Data records

----

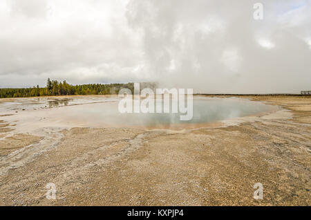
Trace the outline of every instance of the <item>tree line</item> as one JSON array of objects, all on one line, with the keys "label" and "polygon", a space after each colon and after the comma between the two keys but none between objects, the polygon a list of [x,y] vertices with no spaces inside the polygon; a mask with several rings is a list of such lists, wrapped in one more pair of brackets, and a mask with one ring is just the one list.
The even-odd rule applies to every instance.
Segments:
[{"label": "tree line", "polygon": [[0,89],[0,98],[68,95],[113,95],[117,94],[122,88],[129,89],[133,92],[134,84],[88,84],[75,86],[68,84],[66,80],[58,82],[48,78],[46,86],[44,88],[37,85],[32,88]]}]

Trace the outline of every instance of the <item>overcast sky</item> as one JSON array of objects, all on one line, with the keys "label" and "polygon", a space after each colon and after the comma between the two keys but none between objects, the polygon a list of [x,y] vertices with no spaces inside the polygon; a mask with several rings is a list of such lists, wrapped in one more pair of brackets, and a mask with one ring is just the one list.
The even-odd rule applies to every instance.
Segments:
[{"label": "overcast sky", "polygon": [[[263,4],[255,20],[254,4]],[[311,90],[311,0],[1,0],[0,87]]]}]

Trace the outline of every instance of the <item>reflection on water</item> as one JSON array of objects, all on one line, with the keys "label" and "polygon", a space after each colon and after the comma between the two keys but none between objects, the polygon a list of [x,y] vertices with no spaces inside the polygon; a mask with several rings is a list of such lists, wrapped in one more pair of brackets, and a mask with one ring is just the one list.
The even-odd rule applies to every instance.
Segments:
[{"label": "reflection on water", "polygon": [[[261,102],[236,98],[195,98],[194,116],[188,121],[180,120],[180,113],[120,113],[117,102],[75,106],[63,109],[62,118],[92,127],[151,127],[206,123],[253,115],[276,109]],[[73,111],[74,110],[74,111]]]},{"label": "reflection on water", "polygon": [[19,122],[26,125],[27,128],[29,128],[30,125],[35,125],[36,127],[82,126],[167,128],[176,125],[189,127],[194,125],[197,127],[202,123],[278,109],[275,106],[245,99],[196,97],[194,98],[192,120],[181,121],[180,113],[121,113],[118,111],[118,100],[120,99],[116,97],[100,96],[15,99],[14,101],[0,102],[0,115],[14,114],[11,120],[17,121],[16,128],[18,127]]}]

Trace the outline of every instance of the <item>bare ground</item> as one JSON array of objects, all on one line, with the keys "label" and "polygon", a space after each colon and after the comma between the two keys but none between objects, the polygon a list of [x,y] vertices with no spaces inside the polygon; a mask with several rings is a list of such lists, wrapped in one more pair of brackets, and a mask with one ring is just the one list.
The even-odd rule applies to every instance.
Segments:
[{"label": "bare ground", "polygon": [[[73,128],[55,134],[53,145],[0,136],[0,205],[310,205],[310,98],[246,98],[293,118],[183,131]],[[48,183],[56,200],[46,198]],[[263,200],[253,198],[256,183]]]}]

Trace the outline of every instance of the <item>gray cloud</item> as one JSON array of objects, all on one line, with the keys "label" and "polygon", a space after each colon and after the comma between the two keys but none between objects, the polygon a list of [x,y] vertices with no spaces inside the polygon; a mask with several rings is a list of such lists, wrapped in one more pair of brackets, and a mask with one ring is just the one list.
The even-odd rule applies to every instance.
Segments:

----

### WHAT YOU NEED TO DO:
Can you copy every one of the entries above word for word, leaving out the pictures?

### WRITTEN RESPONSE:
Trace the outline of every instance of the <item>tree line</item> as one JSON array of objects, all on one line, with the keys "label" and "polygon", a space after each colon and after the comma between the two keys but none between objects, the polygon a list of [x,y] vertices with no spaces inside the polygon; a mask with several rings is a list of such lists, wrapped in one more pair of brackets, and a mask with one ring is just the one list.
The even-odd rule applies to every instance.
Segments:
[{"label": "tree line", "polygon": [[0,89],[0,98],[68,95],[113,95],[117,94],[122,88],[129,89],[133,92],[134,84],[88,84],[75,86],[68,84],[66,80],[58,82],[48,78],[46,86],[44,88],[37,85],[32,88]]}]

Trace the outline of every instance of the <item>overcast sky</item> as one JSON array of objects, all on one line, with the keys "label" and "polygon", a space after each colon and after the comma between the two keys but none between objects, the polygon a list of [x,y] vertices with no spaces inside the polygon; a mask with several rings is a list of such lists, wrapped in one more pair of brackets, and a mask with one ring is just the one list.
The even-odd rule applies to every instance.
Segments:
[{"label": "overcast sky", "polygon": [[[263,4],[255,20],[254,4]],[[311,90],[311,0],[1,0],[0,87]]]}]

Trace the outline of every instance of the <item>reflection on water</item> as one JSON array of objects, all on one line, with the keys "label" and "polygon", a space after each colon and after the comma between the two keys but none between objects, the polygon a list of [x,y] vertices with no spaces inside the polygon; a mask with several rings is a list of such lists, wrapped in one more pair of brackets, and a mask with one ring is just the one list.
The even-odd rule applies to every instance.
Segments:
[{"label": "reflection on water", "polygon": [[[261,102],[236,98],[195,98],[194,116],[188,121],[180,120],[180,113],[120,113],[117,102],[75,106],[63,109],[62,118],[92,127],[151,127],[206,123],[253,115],[276,109]],[[73,111],[74,110],[74,111]]]},{"label": "reflection on water", "polygon": [[19,122],[26,125],[27,128],[29,128],[30,125],[35,125],[36,127],[82,126],[167,128],[176,125],[189,127],[194,125],[197,127],[202,123],[278,109],[275,106],[245,99],[196,97],[194,98],[192,120],[181,121],[180,113],[121,113],[118,111],[118,100],[120,99],[116,97],[100,96],[15,99],[14,101],[0,102],[0,115],[14,114],[11,120],[17,121],[16,128],[18,127]]}]

Trace the outline of every instance of the <item>bare ground</item> as one JSON array of objects, all on one line, with the keys "label" and "polygon", a space after each colon and after the comma between the two keys but none between objects, the polygon a list of [x,y] vertices with no spaces inside the polygon; a mask with several rings is a list of such lists, wrapped in one more pair of brackets, and a mask with one ring is just the one list.
The even-odd rule applies to every instance.
Segments:
[{"label": "bare ground", "polygon": [[[73,128],[55,134],[53,145],[0,136],[0,205],[310,205],[310,98],[246,98],[293,118],[183,131]],[[48,183],[56,200],[46,198]],[[263,200],[253,198],[256,183]]]}]

Trace the outline of every instance of the <item>gray cloud</item> as one JSON array of objects, all on one line, with the keys "label" and "polygon", a space after each colon and after the comma between the two keys but none between objects, the polygon a list of [x,y] vertices with no spaces inside the polygon; a mask with several rings is a list of such lists, wrapped in one more pair of brackets, and a mask with one ring is just the one list.
The even-odd rule applies to every instance.
Segments:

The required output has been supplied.